It is not the best made series ever—not even close. However, it does bring something new to the table, and it does so while giving food for thought. This most notably in the area of due process, but also concerning privacy, the benefits and dangers of social media, press ethics, and organizations sweeping their problems under the rug—all areas where I have considerable concerns about current developments. (Cf. a number of older posts.) Some of these areas are discussed below.

!!!Here be spoilers!!!

A particular disturbing part, obviously, is how one character, Dylan, was originally expelled from school based on scant* evidence, by an entity that served as judge, jury, and prosecutor in one, and how his “conviction” was almost a foregone conclusion based on his previous behavior**. While this example is fictional, it does reflect common practices in the U.S., where there, for instance, have been cases of colleges expelling people under similar circumstances, often in word-against-word situations, using “preponderance of evidence” (or another too weak standard). Considering the effects of a college*** expulsion and the damage than can accrue through e.g. social media and reputation damage in today’s world, the consequences are potentially horrifying—often far worse than the alleged crime or even “crime”. When it comes to actual crimes****, it is vital that proceedings follow a level of due process, rights of the accused, whatnot, that is comparable to that of a real criminal trial—better yet, leave this to the actual justice system, and then make decisions, e.g. regarding expulsions, based on what the results of the justice system were. Even when no crime is present (e.g. with a pure behavioral matter), it is vital that the (real or virtual) roles of judge, jury, and prosecutor are sufficiently separated from each other, and that the “accused” is given sufficient opportunity to defend himself.

*The only evidence against him that was not, at best, circumstantial was a testimony by a witness, which was offset by conflicting testimony by an alibi giver. Neither witness had any obviously superior credibility.

◆ **SUPPLIED DATA**:
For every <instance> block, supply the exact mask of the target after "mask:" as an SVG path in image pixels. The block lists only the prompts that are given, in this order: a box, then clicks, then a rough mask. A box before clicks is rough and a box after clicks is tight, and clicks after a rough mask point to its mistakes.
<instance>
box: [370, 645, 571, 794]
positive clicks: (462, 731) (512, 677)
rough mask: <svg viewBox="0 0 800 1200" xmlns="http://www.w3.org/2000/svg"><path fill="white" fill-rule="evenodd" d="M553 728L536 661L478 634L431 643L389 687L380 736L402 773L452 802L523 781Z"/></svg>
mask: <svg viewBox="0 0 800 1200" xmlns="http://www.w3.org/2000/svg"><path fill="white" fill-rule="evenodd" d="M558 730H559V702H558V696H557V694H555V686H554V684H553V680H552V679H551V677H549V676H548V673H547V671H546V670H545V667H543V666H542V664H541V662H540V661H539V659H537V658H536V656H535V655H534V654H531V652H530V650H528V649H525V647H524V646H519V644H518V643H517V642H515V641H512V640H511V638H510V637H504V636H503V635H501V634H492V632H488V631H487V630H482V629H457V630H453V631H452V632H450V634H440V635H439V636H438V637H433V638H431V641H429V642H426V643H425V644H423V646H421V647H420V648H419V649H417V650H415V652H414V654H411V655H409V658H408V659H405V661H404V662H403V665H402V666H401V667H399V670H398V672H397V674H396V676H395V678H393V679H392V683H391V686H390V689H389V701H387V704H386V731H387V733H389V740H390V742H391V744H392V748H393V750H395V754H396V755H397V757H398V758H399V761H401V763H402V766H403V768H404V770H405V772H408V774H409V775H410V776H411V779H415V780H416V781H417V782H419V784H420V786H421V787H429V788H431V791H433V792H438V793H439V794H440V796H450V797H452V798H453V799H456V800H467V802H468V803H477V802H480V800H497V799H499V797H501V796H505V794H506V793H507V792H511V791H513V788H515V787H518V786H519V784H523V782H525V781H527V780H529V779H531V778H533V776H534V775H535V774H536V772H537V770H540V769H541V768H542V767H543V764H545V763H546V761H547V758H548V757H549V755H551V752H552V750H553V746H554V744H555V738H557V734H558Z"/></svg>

◆ **DESCRIPTION OF THE TASK**: In the series review, what was the only evidence against Dylan that was not, at best, circumstantial? These rows were taken from a different source.

◆ **TASK ANSWER**: A testimony by a witness, which was offset by conflicting testimony from an alibi giver.